__EXERCISE DESCRIPTION__
The response should consist of the data reproduced word for word.

GIVEN ENTRIES section start

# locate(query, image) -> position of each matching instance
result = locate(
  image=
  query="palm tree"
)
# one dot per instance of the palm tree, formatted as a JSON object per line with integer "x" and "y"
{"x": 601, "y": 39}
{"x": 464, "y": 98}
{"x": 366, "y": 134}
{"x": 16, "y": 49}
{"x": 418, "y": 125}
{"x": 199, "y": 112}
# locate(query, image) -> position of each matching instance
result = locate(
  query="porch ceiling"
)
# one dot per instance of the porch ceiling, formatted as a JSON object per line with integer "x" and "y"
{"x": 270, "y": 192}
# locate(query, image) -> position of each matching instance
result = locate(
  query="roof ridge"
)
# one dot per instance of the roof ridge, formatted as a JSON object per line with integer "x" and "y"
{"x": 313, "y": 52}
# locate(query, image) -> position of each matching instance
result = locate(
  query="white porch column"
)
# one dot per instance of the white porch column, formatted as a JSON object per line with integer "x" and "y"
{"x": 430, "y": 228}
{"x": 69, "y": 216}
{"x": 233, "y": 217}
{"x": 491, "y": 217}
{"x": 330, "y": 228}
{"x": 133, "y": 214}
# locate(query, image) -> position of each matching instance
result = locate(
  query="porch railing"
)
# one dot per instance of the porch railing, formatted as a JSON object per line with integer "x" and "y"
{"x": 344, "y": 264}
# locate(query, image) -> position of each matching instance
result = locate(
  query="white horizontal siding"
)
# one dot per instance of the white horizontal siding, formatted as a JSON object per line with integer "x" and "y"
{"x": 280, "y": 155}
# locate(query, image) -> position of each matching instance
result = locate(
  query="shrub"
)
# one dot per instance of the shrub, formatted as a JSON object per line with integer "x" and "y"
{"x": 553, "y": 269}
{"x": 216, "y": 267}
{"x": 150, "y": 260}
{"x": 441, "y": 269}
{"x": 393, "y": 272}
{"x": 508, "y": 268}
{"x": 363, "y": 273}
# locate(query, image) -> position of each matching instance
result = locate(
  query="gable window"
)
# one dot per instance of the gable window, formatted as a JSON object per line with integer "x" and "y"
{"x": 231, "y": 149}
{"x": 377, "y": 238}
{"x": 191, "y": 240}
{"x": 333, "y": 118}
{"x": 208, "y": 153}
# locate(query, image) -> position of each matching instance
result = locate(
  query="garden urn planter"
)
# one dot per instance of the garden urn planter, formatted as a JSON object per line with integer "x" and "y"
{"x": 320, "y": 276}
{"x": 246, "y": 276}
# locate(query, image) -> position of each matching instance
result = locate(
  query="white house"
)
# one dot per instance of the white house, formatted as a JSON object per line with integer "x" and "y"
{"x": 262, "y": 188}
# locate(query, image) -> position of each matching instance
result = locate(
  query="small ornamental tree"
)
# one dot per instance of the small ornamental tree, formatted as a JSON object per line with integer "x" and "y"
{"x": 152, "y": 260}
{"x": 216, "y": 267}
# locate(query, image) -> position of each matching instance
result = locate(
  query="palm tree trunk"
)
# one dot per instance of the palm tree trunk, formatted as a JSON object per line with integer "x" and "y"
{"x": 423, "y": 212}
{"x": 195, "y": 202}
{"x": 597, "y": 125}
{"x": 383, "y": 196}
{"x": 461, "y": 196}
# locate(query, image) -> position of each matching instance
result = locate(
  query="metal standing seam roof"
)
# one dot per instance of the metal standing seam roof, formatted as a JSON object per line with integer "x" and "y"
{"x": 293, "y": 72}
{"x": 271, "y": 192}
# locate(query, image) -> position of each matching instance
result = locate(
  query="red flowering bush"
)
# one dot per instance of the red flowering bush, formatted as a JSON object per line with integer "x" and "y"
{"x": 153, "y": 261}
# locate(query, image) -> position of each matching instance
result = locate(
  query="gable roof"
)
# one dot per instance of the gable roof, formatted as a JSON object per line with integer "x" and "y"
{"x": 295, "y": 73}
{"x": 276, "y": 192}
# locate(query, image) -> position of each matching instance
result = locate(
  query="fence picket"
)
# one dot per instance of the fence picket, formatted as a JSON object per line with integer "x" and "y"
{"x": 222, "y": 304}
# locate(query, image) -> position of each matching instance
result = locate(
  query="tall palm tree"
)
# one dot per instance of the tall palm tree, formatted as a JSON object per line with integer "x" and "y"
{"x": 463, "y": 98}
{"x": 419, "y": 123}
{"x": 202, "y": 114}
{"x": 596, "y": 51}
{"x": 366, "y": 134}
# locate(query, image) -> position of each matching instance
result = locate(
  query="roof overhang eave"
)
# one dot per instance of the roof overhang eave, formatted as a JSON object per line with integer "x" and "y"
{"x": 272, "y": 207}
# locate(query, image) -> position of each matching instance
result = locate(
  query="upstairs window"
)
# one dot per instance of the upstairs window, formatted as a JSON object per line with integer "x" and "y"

GIVEN ENTRIES section end

__THE ANSWER__
# locate(query, image) -> position of each matching instance
result = locate(
  image=
  query="palm tree"
)
# one dot per instance of the palm tree, formatted as a JSON object per line with integer "x" and "y"
{"x": 601, "y": 39}
{"x": 464, "y": 98}
{"x": 366, "y": 134}
{"x": 16, "y": 49}
{"x": 418, "y": 125}
{"x": 199, "y": 112}
# locate(query, image) -> position of each matching instance
result = locate(
  query="porch ceiling"
)
# one dot per instance of the porch ceiling, formatted as a JSON object per line with integer "x" and "y"
{"x": 270, "y": 192}
# locate(query, image) -> position of each matching instance
result = locate(
  query="roof ridge"
)
# one dot per instance of the roof ridge, formatted as a JSON object per line with integer "x" and "y"
{"x": 313, "y": 52}
# locate(query, image) -> position of each matching instance
result = locate(
  query="white porch column"
)
# one dot per instance of the white porch column, formatted as a JSON object per line with integer "x" and "y"
{"x": 430, "y": 228}
{"x": 69, "y": 216}
{"x": 233, "y": 217}
{"x": 491, "y": 217}
{"x": 330, "y": 228}
{"x": 133, "y": 214}
# locate(query, image) -> position of each matching instance
result = locate(
  query="porch railing"
)
# one dot per instance of the porch railing, formatted as a JSON object per line with integer "x" and "y"
{"x": 344, "y": 264}
# locate(query, image) -> position of each matching instance
result = locate(
  query="white horizontal siding"
)
# one dot per instance of the white horizontal siding, formatted as a JSON object per line with integer "x" and "y"
{"x": 280, "y": 155}
# locate(query, image) -> position of each matching instance
result = locate(
  query="shrub"
)
# one dot per instance of the shrub, formatted as a JSON object per line with integer "x" and "y"
{"x": 553, "y": 269}
{"x": 216, "y": 267}
{"x": 150, "y": 260}
{"x": 441, "y": 269}
{"x": 393, "y": 272}
{"x": 508, "y": 268}
{"x": 363, "y": 273}
# locate(query, image) -> position of each matching instance
result = locate(
  query="gable window"
)
# one dot per instance of the gable window, formatted as a JSON object per line with integer "x" and "y"
{"x": 231, "y": 149}
{"x": 377, "y": 238}
{"x": 191, "y": 240}
{"x": 333, "y": 118}
{"x": 208, "y": 153}
# locate(query, image) -> position of each matching instance
result = locate(
  query="garden urn planter"
)
# one dot per instance of the garden urn planter, formatted as a JSON object per line with integer "x" and "y"
{"x": 320, "y": 276}
{"x": 246, "y": 276}
# locate(query, image) -> position of each matching instance
result = locate(
  query="white house"
)
# one dot per instance of the white house, formatted as a JSON object per line with integer "x" and "y"
{"x": 262, "y": 188}
# locate(query, image) -> position of each matching instance
result = locate(
  query="small ornamental tree"
)
# one dot per instance of the small ornamental tree, formatted as a JSON object per line with integer "x" and "y"
{"x": 152, "y": 260}
{"x": 216, "y": 267}
# locate(query, image) -> position of each matching instance
result = locate(
  query="palm tree trunk"
)
# one dot per instance of the palm tree trunk, formatted as a JSON object per line with integer "x" and "y"
{"x": 423, "y": 212}
{"x": 195, "y": 202}
{"x": 597, "y": 125}
{"x": 383, "y": 196}
{"x": 461, "y": 196}
# locate(query, image) -> position of each matching instance
result = locate(
  query="metal standing seam roof"
)
# one dot per instance of the metal standing seam roof, formatted as a JSON object per line with integer "x" and "y"
{"x": 293, "y": 72}
{"x": 271, "y": 192}
# locate(query, image) -> position of each matching instance
result = locate(
  query="red flowering bush"
)
# one dot per instance of the red flowering bush, formatted as a JSON object per line with integer "x" and "y"
{"x": 153, "y": 261}
# locate(query, image) -> position of each matching instance
result = locate(
  query="gable roof"
)
# one dot per instance of the gable roof, formatted as a JSON object per line with integer "x" and "y"
{"x": 295, "y": 73}
{"x": 276, "y": 192}
# locate(query, image) -> position of each matching instance
result = locate(
  query="fence picket"
)
# one dot per instance of the fence picket, formatted as a JSON object per line with integer "x" and "y"
{"x": 222, "y": 304}
# locate(query, image) -> position of each matching instance
result = locate(
  query="tall palm tree"
)
# one dot per instance of the tall palm tree, formatted as a JSON object per line with integer "x" and "y"
{"x": 463, "y": 98}
{"x": 419, "y": 123}
{"x": 202, "y": 114}
{"x": 596, "y": 51}
{"x": 366, "y": 134}
# locate(query, image) -> position of each matching instance
result = locate(
  query="roof overhang eave"
)
# one dot per instance of the roof overhang eave, formatted as a JSON object per line with integer "x" and "y"
{"x": 272, "y": 207}
# locate(query, image) -> position of each matching instance
result = locate(
  query="upstairs window"
)
# one dot per instance of the upstairs window, formatted as a JSON object per line with integer "x" and "y"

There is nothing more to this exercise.